***** Provided entries *****

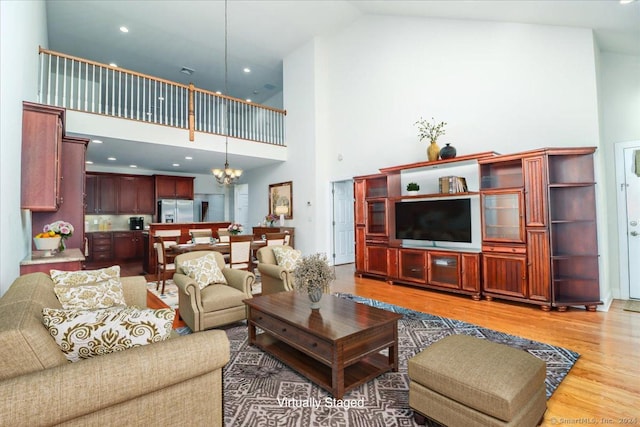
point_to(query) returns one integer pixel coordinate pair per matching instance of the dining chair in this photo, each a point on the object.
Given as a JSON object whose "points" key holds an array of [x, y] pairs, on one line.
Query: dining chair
{"points": [[201, 235], [275, 238], [223, 234], [240, 252], [164, 263]]}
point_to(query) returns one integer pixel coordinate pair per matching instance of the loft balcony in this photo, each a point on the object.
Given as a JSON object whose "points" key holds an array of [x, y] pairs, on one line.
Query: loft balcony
{"points": [[185, 112]]}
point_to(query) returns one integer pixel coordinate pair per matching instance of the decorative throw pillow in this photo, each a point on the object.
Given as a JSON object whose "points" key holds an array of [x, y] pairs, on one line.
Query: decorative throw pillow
{"points": [[71, 278], [88, 289], [204, 270], [287, 257], [82, 334], [89, 296]]}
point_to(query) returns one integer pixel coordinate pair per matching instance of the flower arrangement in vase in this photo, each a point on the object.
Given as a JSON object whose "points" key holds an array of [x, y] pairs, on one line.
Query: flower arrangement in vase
{"points": [[313, 275], [61, 230], [413, 188], [235, 228], [431, 131], [271, 219]]}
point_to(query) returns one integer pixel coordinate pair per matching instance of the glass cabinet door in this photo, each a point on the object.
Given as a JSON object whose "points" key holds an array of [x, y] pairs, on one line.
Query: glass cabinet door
{"points": [[503, 216], [377, 217]]}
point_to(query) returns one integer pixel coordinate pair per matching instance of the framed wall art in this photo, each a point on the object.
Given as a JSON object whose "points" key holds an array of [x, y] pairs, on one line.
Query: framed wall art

*****

◆ Task description ◆
In the listing above, find the line with "Query: loft balcony" and the line with "of the decorative"; output exactly those lines and all lines between them.

◆ Solved exercise ◆
Query: loft balcony
{"points": [[185, 112]]}
point_to(query) returns one integer pixel coordinate pair per matching instance of the decorative throw pillow in this photo, each a point on the object.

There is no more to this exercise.